*Point localization data*:
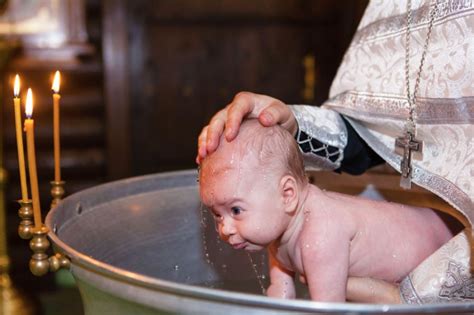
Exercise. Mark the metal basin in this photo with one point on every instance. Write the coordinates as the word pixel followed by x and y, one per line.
pixel 142 246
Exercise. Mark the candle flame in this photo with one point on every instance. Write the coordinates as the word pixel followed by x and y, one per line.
pixel 29 103
pixel 56 82
pixel 16 86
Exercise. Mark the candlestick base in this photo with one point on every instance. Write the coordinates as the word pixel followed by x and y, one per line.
pixel 25 229
pixel 40 263
pixel 57 192
pixel 12 301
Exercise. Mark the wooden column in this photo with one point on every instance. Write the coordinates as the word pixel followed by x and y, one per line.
pixel 116 88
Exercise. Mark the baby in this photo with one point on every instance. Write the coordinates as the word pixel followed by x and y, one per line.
pixel 256 188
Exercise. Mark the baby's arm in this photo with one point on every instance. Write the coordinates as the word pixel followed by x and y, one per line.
pixel 281 280
pixel 368 290
pixel 325 250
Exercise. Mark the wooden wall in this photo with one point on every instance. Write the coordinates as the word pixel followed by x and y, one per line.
pixel 178 62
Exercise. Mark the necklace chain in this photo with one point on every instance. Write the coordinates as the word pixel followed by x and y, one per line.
pixel 411 123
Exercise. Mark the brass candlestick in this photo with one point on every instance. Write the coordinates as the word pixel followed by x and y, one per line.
pixel 25 229
pixel 11 301
pixel 57 192
pixel 40 263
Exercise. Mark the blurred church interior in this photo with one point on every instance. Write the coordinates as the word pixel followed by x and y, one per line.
pixel 140 79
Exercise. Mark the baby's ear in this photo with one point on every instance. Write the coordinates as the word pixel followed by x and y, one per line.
pixel 289 193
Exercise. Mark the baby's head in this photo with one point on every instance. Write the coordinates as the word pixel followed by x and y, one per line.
pixel 252 184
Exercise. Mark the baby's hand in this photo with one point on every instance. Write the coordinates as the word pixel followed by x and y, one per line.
pixel 281 290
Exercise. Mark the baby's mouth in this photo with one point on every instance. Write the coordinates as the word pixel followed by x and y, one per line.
pixel 239 245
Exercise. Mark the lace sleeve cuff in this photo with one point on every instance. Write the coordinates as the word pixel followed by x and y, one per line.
pixel 321 136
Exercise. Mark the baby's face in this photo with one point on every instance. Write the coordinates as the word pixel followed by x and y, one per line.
pixel 246 203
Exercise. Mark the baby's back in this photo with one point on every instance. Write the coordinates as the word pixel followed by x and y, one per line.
pixel 389 239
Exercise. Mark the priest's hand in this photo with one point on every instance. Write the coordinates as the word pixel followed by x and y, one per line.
pixel 268 110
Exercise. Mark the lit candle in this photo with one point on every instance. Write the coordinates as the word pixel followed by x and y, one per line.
pixel 30 142
pixel 56 97
pixel 19 139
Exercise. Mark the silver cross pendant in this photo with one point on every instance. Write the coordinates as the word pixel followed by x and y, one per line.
pixel 407 143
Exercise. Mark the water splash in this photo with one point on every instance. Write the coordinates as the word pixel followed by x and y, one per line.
pixel 259 277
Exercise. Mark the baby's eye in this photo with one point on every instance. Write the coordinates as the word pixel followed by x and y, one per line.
pixel 235 210
pixel 217 217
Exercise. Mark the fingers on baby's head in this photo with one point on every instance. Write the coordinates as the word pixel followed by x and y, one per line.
pixel 272 148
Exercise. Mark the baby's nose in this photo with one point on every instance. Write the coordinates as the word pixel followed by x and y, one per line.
pixel 227 228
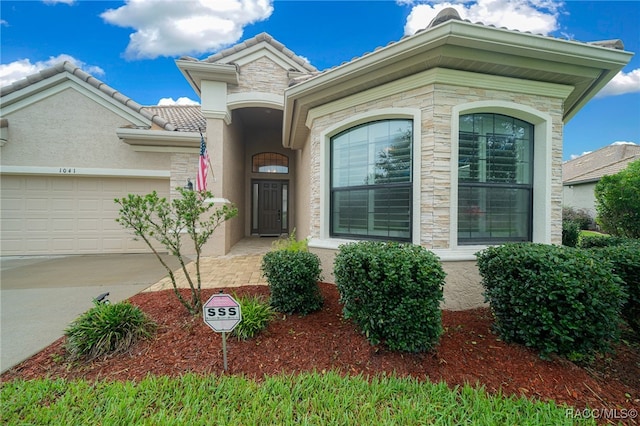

*Work item*: Repeat the data exactly. Pictures should not appear.

*Exercise solution*:
Exercise. Mark the metal basin in this photo with one point on every instance. Write the coordinates as the word pixel followed by x and y, one per line.
pixel 142 246
Exercise. Mark the candle flame in this photo with one point on every instance. Write the coordinates as the word pixel followed by x and y, one per line.
pixel 29 103
pixel 56 82
pixel 16 86
Exercise. Mark the candlestick base in this photo with one point on every instance. Write the coordinates as the word pixel followed by x and y, one per line.
pixel 25 229
pixel 40 263
pixel 57 192
pixel 12 301
Exercise. Mark the wooden column in this photo with one point on every instance. Write the coordinates as the word pixel followed by x and y, one per line.
pixel 116 88
Exercise. Mark the baby in this photo with one point on every instance. Write the coordinates as the word pixel followed by x and y, one per line.
pixel 256 188
Exercise. Mark the baby's arm in this photo with one point on every instance. Write the coordinates as the word pixel followed by x and y, one per line.
pixel 281 280
pixel 368 290
pixel 325 250
Exercise. Mark the wooden wall in this photo with one point on every instance. Write the coordinates as the word pixel followed by x and y, one per line.
pixel 178 62
Exercise. Mark the necklace chain in this photo with one point on every instance. Write the coordinates as the word pixel followed by x and y, one per line.
pixel 411 123
Exercise. Mark the brass candlestick in this photo with one point on every instance. Write the coordinates as the word pixel followed by x and y, one per line.
pixel 25 229
pixel 11 301
pixel 57 192
pixel 40 263
Exercise. Mark the blurred church interior in this photo with one point on every instance. Write the coordinates as the word pixel followed by x and y, one per line.
pixel 140 79
Exercise. Mark the baby's ear in this photo with one point on every instance. Write the coordinates as the word pixel followed by x and y, one per line.
pixel 289 193
Exercise. Mark the baby's head in this photo with one point on every instance. Write the coordinates as the word pixel followed by x and y, one per line.
pixel 252 184
Exercise. Mark the baby's hand in this photo with one point on every instance. Write the coordinates as the word pixel followed by x and y, one per line.
pixel 281 290
Exercise. Mark the baby's mouth in this photo with one point on every instance. Write the coordinates as the word pixel followed by x and y, one per line.
pixel 239 245
Exercise. Mark the lace sleeve cuff in this photo with one point on every instance. Write the coordinates as the word pixel followed by x and y, one per line.
pixel 321 136
Exercise. Mark the baby's face in this photo with one point on every instance. Write the coordinates as the word pixel followed by x and y, one per line.
pixel 246 203
Exercise. Mark the baby's back in this photo with one point on every instance. Write the coordinates as the word pixel followed by x and y, one per line.
pixel 389 239
Exercise. Mark the priest's hand in this photo with one point on every instance. Write the coordinates as the word pixel followed by x and y, one per line.
pixel 268 110
Exercise. Mark the lit candle in this photo with one point on every instance. Write the coordinates as the word pixel followed by x and y, one per line.
pixel 30 142
pixel 56 97
pixel 19 139
Exercise. Mark the silver cross pendant in this photo with one point on every instance. Write the coordinates as the word pixel followed by x and y, one per line.
pixel 407 143
Exercise. Mark the water splash in this photo with one point on every instance. Write the coordinates as the word pixel followed by x and y, one per line.
pixel 259 277
Exercise. Mark the baby's eye in this photo with one point on every instance. Write the coordinates as the word pixel followed by x and y, one per line.
pixel 235 210
pixel 217 217
Exercise. Mark the fingers on baby's head in this photo with one point on every instance. Write the coordinates as the word pixel followed by x and y, one per line.
pixel 272 148
Exercise. Mark the baby's nose in this photo with one point on every instance. Write the coordinates as the word pixel followed by x and y, one per line.
pixel 227 228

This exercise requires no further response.